### Passage provided
For a week, Hoch will put to sea in one of his patrol junks to check posts up and down the coast. He takes no special rations for himself. Instead, he brings paper, pencils, books, shoes, medical supplies, and food to the people who live in the forgotten backwaters of this embattled nation.
If the men catch no fish on their long sea journeys, he goes hungry with them; if the mosquitoes are biting, he is fair game. If the area is dangerous, he shares in the danger.
He is a strange mixture of soldier, sailor, dentist, mechanic, linguist (he speaks a fractured Vietnamese), doctor, and teacher. He claims to have no special proficiency in any of these things, but maintains that anything that one can do as an amateur is better than sitting around doing nothing at all.
Most of the small coastal villages to which he goes are dirty, poverty-stricken areas accessible only by sea. What is more, they are infested with the enemy.
Hoch runs his junk force in a way that is seldom found in the impersonality and coldness of the war here in Viet Nam. He is a man who has been presented the job of building an effective junk patrol force for the Navy. He has done this, but he has not stopped there.
Hoch has a private theory, that if one will only sacrifice a little more, share a little more the dirty work with the people about whom the war is being fought — then it will be won a lot sooner.
To him, this does not mean going on a dangerous mission and then returning with relief to the comfort of Saigon, leaving the men who were being advised behind in the mud.
The war, for him, is not like holding your nose for a brief moment through a bad smell.
He is in it the whole time and asks no exceptions because he is American.
This rare dedication has one visible side effect among the sincere and grateful Vietnamese: To them, Dai Wei Hoch already is a living legend.█
I happened across this article from the Boston Sunday Globe, dated October 20, 1963, while organizing boxes of alumni files, documents, clippings, slides, and correspondence, among other things. The treasures were numerous, but this made me pause… Wesley Hoch, class of 1954, in the Boston Sunday Globe?

### Problem A
From the passage about Hoch, list every role named in the description of him as a "strange mixture."
### Problem B
Reproduce verbatim the section of the passage about Hoch between "He is a strange" and "nothing at all.", inclusive.

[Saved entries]
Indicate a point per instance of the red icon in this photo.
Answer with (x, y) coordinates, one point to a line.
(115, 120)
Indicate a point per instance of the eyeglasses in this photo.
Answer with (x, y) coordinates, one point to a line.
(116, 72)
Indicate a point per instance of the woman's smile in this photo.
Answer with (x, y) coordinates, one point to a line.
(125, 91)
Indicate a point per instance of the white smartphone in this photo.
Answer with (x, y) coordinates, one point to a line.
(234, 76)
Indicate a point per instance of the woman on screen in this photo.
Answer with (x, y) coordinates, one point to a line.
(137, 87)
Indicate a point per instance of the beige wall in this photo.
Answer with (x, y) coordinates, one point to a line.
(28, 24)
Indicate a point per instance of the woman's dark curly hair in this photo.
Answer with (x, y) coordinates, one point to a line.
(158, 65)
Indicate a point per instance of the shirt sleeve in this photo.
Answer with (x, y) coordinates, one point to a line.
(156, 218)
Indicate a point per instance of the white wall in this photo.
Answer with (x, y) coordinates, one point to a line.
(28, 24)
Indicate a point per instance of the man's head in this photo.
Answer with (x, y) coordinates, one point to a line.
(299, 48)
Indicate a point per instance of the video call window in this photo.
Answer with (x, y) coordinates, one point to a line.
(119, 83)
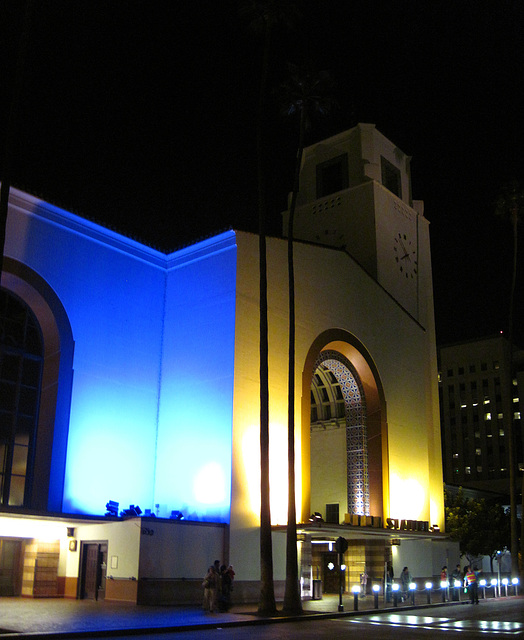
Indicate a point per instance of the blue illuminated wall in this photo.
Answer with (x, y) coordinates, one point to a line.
(196, 404)
(151, 405)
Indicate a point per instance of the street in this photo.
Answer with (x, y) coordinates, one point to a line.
(494, 618)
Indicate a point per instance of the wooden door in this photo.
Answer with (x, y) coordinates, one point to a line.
(90, 574)
(330, 572)
(10, 554)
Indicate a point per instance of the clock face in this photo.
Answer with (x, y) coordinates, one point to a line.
(405, 255)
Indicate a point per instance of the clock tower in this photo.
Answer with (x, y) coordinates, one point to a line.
(355, 195)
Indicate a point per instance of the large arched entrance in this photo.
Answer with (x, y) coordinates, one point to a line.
(338, 430)
(48, 450)
(344, 430)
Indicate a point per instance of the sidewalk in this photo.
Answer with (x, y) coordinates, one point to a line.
(50, 618)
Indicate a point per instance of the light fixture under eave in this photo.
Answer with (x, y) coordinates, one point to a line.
(112, 508)
(316, 517)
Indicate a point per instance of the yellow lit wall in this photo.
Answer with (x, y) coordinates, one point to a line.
(332, 292)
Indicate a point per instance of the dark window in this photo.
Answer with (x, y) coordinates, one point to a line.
(332, 514)
(21, 361)
(391, 177)
(332, 176)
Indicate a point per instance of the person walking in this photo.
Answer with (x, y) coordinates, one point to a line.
(389, 581)
(210, 585)
(456, 580)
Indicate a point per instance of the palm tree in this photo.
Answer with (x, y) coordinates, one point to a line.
(510, 205)
(263, 16)
(303, 94)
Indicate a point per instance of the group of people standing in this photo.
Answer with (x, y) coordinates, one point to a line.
(218, 584)
(468, 579)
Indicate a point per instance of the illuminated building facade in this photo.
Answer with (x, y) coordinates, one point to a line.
(142, 388)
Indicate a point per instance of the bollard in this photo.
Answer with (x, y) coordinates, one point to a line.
(482, 584)
(395, 588)
(412, 590)
(376, 589)
(356, 590)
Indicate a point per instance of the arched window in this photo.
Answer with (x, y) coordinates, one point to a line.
(21, 363)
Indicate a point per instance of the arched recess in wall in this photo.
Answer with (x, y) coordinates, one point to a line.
(57, 378)
(353, 351)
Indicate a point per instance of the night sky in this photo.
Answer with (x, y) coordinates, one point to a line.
(142, 116)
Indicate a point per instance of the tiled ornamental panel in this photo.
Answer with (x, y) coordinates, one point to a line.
(356, 429)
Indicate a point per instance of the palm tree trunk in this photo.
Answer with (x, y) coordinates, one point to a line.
(292, 600)
(266, 604)
(509, 410)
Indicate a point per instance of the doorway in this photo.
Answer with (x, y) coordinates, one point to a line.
(93, 567)
(330, 572)
(10, 567)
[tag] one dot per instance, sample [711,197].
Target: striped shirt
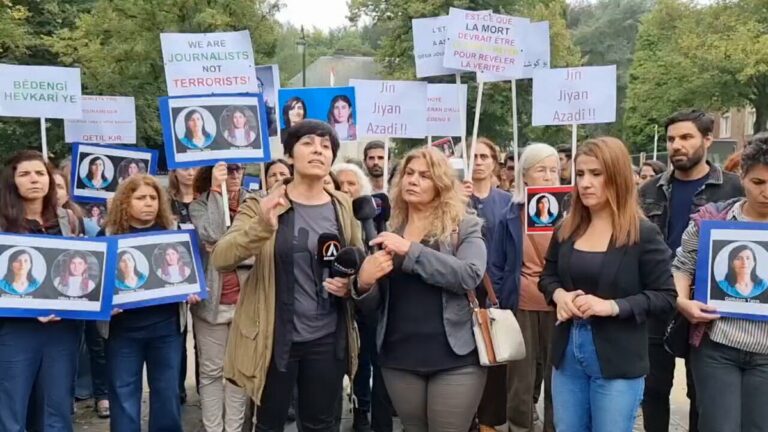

### Your response A
soldier, sailor, dentist, mechanic, linguist, doctor, teacher

### Your response B
He is a strange mixture of soldier, sailor, dentist, mechanic, linguist (he speaks a fractured Vietnamese), doctor, and teacher. He claims to have no special proficiency in any of these things, but maintains that anything that one can do as an amateur is better than sitting around doing nothing at all.